┌─ Available data
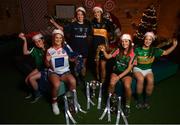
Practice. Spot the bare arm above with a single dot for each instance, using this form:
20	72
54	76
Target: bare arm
47	60
169	50
106	55
129	68
25	48
56	25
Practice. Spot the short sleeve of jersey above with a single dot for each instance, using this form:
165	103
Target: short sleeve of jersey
115	52
133	57
158	52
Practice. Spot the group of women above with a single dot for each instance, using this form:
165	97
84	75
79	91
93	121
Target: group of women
83	35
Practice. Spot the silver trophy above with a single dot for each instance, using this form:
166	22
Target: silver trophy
93	86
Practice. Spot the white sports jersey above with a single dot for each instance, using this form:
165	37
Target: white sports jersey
59	60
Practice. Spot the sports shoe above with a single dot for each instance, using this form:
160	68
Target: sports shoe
127	111
55	108
139	105
36	99
146	106
28	96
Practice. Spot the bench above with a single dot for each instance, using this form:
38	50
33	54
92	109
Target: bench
162	69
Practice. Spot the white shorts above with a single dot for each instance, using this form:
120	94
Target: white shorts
144	72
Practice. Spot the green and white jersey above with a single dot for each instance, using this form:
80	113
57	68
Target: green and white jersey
121	62
146	57
38	55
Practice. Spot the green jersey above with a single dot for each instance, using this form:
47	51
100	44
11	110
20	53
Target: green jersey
38	55
121	62
145	57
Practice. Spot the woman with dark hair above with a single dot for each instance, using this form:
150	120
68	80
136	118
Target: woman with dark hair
146	55
37	52
57	59
123	64
103	31
78	35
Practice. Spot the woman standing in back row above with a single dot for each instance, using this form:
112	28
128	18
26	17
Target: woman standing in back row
146	55
103	31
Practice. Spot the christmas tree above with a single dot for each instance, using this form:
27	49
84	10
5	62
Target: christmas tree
148	23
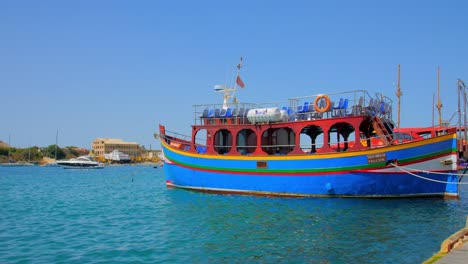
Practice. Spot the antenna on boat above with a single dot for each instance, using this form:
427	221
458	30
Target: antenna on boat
462	93
398	94
439	103
230	92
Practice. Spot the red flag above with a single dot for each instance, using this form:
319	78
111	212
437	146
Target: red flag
240	82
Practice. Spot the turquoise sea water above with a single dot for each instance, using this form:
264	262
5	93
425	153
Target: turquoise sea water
126	214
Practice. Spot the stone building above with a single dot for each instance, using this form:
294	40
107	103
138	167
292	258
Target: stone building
101	146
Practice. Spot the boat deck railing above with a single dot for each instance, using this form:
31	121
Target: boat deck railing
343	104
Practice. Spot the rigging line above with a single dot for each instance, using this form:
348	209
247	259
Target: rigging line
433	172
424	178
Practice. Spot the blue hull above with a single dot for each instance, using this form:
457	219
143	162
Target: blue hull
335	175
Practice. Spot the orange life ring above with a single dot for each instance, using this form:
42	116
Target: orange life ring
317	103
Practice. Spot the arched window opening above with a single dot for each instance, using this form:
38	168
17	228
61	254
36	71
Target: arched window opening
200	141
278	141
311	139
246	141
222	141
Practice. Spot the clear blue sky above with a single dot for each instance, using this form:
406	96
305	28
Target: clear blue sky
119	68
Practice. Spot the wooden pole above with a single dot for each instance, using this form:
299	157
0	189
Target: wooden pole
398	94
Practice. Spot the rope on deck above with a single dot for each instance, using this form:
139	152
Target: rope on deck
429	179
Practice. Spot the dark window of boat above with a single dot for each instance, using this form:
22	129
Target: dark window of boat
262	165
└─
#### [Challenge]
Reproduce the data from the line containing "Practice. Spot the wooden" through the end of the data, both ends included, requests and all. Scale each answer coordinate by 0.95 and round to whole numbers with halves going up, leaving the sample coordinates in the requests unchanged.

#### [Answer to this exercise]
Practice. Spot the wooden pole above with a single dot for each instance, using this form:
299	157
0	189
Target: wooden pole
378	89
Practice. Spot the rope on deck above with a single dot for each instance, using this form:
139	152
Target: rope on deck
408	170
Practice. Spot the dark window of boat above with a single dot for each instance, using this form:
22	129
Target: dark window of boat
249	157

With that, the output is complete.